(Object pointing dataset rows)
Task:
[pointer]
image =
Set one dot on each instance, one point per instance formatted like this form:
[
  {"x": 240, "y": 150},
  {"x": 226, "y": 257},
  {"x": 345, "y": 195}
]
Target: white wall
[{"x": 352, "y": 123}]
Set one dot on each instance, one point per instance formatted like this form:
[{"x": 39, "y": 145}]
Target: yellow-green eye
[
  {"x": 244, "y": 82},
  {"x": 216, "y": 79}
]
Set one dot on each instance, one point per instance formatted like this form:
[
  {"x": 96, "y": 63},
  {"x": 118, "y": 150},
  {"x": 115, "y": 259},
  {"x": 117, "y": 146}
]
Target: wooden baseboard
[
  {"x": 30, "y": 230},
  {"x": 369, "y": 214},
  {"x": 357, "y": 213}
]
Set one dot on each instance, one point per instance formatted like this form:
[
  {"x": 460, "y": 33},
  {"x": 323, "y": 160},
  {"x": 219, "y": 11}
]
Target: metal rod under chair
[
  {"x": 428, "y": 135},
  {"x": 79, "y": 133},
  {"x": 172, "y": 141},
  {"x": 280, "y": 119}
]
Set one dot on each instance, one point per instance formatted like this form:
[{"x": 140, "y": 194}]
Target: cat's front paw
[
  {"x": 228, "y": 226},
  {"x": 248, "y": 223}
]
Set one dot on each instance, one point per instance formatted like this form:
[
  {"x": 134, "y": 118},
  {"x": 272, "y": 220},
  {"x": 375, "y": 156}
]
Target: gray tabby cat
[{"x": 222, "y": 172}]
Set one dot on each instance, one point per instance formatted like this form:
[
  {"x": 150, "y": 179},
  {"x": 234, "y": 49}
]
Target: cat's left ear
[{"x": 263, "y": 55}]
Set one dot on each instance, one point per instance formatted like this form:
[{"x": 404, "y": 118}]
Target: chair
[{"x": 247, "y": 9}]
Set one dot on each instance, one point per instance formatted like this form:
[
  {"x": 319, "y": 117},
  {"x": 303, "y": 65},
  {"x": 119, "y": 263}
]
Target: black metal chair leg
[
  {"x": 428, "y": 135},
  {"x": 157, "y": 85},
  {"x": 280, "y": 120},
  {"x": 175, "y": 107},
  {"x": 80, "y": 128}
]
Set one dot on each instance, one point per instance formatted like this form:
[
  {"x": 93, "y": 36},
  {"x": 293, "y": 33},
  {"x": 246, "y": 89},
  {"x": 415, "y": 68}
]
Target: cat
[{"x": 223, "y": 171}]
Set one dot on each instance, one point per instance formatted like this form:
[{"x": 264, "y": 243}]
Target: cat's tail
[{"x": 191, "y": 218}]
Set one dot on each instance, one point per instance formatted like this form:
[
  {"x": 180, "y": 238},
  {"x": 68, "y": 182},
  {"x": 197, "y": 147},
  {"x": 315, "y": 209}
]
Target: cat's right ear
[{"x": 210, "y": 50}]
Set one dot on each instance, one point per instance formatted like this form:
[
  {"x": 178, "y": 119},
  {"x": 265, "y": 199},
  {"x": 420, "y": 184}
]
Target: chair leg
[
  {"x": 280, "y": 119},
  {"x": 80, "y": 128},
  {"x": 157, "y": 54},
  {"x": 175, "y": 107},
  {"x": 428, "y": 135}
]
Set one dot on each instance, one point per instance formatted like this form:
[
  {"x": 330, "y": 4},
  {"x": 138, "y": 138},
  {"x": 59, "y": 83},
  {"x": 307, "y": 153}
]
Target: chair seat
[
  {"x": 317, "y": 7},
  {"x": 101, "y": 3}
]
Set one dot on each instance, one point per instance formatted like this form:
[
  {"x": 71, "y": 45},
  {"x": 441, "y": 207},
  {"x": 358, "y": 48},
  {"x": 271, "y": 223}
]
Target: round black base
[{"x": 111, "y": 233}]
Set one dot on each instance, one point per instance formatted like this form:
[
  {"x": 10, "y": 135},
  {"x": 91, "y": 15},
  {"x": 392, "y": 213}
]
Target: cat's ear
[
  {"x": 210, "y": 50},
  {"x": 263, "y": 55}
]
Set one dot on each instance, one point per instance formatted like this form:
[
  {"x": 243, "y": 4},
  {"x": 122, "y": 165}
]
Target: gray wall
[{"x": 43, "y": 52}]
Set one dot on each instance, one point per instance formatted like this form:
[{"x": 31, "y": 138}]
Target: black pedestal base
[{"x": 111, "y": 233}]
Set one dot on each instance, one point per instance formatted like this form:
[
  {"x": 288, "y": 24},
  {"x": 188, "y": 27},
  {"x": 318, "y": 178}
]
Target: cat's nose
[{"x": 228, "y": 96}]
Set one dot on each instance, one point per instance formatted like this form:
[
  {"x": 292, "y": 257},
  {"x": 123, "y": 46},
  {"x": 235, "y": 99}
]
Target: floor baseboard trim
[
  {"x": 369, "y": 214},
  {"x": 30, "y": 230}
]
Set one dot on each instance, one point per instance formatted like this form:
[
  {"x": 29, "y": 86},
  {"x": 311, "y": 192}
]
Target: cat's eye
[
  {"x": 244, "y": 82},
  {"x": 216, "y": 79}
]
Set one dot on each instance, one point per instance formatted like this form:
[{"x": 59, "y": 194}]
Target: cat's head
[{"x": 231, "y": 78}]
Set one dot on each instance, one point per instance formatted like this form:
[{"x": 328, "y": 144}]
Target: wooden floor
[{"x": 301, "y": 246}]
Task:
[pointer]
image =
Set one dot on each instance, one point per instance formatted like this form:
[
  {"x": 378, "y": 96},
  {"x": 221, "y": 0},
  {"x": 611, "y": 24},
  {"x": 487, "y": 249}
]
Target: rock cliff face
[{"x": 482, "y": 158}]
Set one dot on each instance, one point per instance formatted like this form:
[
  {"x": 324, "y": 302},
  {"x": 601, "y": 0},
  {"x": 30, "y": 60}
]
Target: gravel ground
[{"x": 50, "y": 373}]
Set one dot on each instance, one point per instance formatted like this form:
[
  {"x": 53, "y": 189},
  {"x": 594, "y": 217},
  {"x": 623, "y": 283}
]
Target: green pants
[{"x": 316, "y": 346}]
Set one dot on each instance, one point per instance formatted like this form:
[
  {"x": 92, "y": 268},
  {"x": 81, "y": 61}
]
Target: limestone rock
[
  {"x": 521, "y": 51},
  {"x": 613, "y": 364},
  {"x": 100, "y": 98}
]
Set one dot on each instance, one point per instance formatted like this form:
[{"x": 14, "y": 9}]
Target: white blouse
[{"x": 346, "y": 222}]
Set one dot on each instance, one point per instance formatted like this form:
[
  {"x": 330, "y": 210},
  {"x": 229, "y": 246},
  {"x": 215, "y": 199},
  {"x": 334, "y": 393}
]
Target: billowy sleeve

* * *

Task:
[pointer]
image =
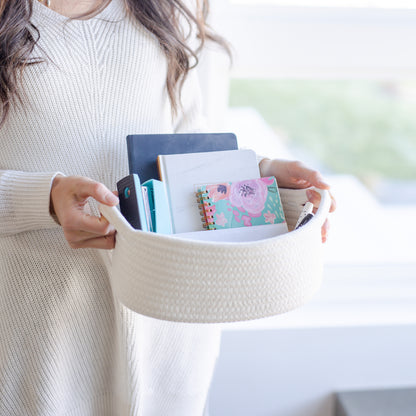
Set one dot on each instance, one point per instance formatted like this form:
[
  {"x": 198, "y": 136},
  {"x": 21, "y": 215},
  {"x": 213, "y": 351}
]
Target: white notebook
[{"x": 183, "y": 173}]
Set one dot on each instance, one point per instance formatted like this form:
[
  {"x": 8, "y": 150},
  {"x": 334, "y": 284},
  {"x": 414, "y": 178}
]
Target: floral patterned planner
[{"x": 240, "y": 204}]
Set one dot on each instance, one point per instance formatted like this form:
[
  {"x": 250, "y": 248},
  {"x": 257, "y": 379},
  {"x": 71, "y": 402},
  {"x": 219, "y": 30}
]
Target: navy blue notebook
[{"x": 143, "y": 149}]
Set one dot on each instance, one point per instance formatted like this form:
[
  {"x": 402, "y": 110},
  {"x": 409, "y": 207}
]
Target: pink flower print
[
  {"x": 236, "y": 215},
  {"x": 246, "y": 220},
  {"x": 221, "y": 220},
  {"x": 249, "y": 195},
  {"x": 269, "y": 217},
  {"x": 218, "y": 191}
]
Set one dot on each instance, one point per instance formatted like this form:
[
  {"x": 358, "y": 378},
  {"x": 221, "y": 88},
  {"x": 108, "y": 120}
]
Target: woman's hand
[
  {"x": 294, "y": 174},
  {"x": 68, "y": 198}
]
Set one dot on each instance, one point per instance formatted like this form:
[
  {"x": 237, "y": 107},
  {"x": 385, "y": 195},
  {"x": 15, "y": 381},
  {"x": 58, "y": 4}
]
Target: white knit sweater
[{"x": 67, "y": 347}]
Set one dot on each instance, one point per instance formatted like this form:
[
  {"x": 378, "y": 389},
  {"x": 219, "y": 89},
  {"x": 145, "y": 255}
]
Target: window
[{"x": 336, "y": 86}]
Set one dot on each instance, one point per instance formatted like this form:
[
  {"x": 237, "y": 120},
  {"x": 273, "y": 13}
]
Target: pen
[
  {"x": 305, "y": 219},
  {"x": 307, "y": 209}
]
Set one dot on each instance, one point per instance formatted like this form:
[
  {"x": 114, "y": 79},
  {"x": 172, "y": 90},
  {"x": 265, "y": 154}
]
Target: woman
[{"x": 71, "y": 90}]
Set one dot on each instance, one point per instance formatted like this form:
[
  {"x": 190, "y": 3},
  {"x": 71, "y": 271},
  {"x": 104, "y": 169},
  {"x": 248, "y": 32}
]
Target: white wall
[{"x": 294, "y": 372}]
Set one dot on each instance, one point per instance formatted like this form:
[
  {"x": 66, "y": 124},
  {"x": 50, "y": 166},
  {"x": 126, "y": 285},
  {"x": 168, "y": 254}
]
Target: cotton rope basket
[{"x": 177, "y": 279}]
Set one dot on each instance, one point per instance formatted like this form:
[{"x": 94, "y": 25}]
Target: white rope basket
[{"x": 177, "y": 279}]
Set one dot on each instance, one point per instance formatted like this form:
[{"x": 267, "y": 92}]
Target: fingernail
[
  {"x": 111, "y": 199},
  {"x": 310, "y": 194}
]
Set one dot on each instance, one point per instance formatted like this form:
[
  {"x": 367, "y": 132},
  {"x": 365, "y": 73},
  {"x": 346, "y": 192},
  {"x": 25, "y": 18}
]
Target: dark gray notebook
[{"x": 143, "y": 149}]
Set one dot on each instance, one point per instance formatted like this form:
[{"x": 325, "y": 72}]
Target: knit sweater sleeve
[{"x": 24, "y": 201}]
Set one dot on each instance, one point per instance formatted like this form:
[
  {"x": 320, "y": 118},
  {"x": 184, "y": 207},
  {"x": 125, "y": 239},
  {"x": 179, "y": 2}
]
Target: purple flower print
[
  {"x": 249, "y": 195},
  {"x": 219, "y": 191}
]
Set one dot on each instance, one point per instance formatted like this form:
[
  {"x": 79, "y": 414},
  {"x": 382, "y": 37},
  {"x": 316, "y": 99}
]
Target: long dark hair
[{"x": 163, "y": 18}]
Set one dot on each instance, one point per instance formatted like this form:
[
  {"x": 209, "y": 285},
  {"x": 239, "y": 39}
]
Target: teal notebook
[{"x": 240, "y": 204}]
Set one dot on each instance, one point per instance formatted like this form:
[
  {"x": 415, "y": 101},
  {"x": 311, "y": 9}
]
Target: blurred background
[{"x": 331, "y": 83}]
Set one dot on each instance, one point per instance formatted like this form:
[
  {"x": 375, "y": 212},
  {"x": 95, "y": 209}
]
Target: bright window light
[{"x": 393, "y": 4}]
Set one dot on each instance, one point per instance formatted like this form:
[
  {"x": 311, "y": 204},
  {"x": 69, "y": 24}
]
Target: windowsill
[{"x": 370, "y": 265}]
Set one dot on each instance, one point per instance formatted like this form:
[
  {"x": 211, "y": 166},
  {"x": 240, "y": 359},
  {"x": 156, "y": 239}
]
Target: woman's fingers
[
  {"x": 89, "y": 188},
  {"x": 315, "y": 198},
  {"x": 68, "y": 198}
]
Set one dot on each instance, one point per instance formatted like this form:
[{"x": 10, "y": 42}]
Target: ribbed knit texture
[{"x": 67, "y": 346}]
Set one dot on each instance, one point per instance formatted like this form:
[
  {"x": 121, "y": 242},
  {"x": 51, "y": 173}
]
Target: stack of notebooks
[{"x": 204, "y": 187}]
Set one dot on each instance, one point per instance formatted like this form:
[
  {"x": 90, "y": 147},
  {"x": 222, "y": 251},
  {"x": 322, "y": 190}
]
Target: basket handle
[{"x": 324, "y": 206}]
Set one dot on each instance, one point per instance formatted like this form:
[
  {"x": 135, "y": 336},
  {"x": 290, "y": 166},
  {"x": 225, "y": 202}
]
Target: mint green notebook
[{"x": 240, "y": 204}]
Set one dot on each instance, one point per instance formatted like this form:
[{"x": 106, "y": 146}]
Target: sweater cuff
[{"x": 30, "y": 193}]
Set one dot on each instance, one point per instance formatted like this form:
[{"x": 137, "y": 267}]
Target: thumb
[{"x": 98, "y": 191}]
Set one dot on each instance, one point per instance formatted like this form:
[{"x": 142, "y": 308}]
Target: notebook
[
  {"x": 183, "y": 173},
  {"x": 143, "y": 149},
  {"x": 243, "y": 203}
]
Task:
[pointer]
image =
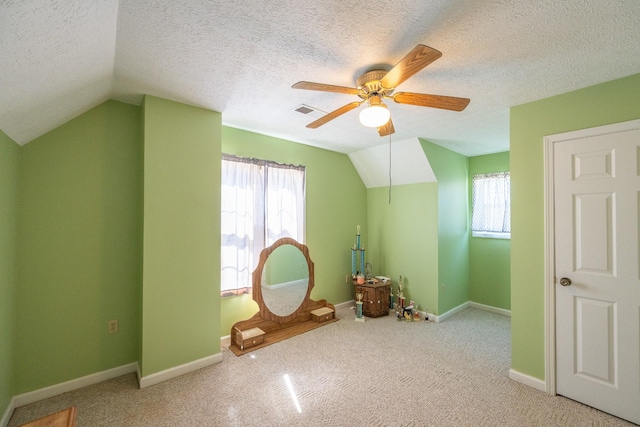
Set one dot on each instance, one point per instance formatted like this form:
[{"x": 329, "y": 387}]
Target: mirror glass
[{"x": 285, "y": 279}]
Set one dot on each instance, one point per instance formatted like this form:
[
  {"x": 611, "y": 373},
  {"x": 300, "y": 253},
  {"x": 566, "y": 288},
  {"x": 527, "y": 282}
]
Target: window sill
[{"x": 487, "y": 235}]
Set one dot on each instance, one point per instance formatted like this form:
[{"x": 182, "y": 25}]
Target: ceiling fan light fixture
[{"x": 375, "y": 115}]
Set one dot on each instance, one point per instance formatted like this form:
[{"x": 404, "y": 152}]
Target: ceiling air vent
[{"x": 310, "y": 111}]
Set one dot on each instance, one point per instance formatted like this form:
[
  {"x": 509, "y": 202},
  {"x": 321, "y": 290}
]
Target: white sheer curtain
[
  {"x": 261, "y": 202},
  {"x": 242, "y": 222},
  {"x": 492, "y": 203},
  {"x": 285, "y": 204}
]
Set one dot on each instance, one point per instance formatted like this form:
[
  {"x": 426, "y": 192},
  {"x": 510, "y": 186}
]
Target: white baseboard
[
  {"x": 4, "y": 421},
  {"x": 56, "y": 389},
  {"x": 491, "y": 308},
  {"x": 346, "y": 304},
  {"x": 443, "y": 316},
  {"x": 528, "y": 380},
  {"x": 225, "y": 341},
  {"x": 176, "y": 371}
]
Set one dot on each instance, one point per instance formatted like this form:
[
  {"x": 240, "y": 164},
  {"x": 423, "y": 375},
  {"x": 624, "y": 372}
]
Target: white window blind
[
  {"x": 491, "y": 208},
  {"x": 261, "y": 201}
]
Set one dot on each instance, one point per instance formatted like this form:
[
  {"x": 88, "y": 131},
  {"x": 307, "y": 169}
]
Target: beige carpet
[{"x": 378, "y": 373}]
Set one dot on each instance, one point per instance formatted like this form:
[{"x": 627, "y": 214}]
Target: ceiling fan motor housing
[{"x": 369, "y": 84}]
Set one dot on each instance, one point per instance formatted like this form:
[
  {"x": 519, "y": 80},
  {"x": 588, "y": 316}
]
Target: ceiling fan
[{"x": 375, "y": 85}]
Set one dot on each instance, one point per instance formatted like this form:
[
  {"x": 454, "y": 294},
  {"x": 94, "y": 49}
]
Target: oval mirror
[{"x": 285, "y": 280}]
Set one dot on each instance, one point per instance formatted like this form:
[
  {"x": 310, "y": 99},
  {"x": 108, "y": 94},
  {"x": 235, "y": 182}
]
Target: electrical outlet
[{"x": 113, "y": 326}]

--

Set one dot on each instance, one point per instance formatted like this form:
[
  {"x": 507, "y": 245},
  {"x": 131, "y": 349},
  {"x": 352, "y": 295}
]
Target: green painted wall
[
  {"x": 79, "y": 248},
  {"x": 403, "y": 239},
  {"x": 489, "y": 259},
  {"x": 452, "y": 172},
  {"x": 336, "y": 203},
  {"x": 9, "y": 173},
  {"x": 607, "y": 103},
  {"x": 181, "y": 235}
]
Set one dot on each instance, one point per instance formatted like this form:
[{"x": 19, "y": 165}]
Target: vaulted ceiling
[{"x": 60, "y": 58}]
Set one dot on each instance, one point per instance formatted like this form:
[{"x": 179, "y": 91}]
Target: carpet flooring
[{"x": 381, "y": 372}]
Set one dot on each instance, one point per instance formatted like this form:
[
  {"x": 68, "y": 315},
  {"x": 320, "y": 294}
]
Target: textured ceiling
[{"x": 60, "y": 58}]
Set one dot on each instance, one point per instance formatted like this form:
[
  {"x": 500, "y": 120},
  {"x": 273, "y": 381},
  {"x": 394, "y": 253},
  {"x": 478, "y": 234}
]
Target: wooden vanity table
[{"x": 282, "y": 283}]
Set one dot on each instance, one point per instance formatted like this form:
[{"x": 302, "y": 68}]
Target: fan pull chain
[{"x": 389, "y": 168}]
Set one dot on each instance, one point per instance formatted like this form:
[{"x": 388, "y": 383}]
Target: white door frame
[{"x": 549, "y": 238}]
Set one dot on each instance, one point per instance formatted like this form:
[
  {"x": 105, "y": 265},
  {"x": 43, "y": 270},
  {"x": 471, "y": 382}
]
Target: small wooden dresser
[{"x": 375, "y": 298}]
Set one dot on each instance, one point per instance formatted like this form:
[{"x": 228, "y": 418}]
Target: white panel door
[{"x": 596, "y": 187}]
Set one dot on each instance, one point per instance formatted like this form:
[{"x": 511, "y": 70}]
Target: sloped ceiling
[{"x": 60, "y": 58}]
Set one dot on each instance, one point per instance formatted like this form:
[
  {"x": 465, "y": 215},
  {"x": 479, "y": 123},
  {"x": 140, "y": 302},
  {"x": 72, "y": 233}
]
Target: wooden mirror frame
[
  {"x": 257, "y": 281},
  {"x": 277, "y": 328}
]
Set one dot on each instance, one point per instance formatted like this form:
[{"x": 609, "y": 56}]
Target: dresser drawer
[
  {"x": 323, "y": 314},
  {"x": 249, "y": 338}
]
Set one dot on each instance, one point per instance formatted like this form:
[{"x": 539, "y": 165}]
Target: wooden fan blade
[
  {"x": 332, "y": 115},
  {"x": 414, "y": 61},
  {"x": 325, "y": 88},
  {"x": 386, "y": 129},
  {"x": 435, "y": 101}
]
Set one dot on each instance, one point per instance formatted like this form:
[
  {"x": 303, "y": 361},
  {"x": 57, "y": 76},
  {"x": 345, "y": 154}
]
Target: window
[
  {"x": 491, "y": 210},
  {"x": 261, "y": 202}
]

[THE REQUEST]
Collect every line of the rows above that contains the string "frame", matching case exactly.

[RESULT BELOW]
Target: white door frame
Target: wooden mirror frame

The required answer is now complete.